Document section:
-=-=-=-=-
Thursday, September 20, 2012

Are you a Leader or a Nag?


Four universal truths about Leadership:

1. Leaders are responsible for the performance of those that they lead.

2. One of the main responsibilities of Scout Leadership is to take action when a volunteer’s performance is not up to par.

3. Confronting a volunteer’s performance problem is one of the most difficult (and also the most avoided) discussions a Leader can have with a volunteer.

4. Many volunteers feel their Leaders micromanage them, pick on them unfairly, or get all over their case for things that really don’t matter. In other words, they feel their Leader is a nag.

So, what is the big gap between a Leader doing what a Leader is supposed to do and the volunteer’s reaction?

It’s often because a leader doesn’t know the differences between legitimate performance issues, bad habits and personal pet peeves.

Often this lack of awareness isn’t just a new leaders issue – you see it just as much with experienced leaders that really should know better.
-=-=-=-=-
Source material:
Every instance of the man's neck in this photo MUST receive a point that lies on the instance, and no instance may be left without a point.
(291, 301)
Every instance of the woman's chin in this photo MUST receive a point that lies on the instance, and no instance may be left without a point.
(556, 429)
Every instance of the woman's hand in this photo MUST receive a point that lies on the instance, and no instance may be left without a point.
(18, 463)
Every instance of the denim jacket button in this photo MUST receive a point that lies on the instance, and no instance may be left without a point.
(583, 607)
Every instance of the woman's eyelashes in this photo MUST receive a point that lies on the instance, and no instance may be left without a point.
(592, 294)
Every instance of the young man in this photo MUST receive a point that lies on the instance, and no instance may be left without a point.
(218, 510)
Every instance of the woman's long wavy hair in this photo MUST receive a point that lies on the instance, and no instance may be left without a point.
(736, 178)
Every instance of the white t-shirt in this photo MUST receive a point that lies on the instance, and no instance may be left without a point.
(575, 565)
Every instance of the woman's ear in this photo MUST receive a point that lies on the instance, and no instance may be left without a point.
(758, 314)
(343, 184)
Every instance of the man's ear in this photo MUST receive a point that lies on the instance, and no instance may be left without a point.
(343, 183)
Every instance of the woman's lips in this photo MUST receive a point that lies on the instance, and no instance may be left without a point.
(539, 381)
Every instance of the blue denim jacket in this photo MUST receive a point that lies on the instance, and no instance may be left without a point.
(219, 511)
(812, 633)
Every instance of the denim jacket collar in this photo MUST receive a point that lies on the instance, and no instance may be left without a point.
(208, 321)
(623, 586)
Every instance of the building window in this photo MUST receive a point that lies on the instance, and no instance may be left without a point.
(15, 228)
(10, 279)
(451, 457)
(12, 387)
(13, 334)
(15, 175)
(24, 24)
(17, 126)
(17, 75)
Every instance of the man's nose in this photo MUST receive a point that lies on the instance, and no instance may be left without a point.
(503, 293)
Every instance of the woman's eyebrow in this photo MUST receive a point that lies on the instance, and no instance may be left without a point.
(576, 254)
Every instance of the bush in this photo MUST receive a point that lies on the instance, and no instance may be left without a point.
-=-=-=-=-
Problems to work on:
1) Edit the leadership post between "Are you a Leader" and "the volunteer’s reaction?", inclusive, so that "satisfactory" replaces "up to par".
2) According to the leadership post, what three things does a leader often fail to tell apart?

Outputs by task:
1)
Are you a Leader or a Nag?


Four universal truths about Leadership:

1. Leaders are responsible for the performance of those that they lead.

2. One of the main responsibilities of Scout Leadership is to take action when a volunteer’s performance is not satisfactory.

3. Confronting a volunteer’s performance problem is one of the most difficult (and also the most avoided) discussions a Leader can have with a volunteer.

4. Many volunteers feel their Leaders micromanage them, pick on them unfairly, or get all over their case for things that really don’t matter. In other words, they feel their Leader is a nag.

So, what is the big gap between a Leader doing what a Leader is supposed to do and the volunteer’s reaction?

2) Legitimate performance issues, bad habits and personal pet peeves.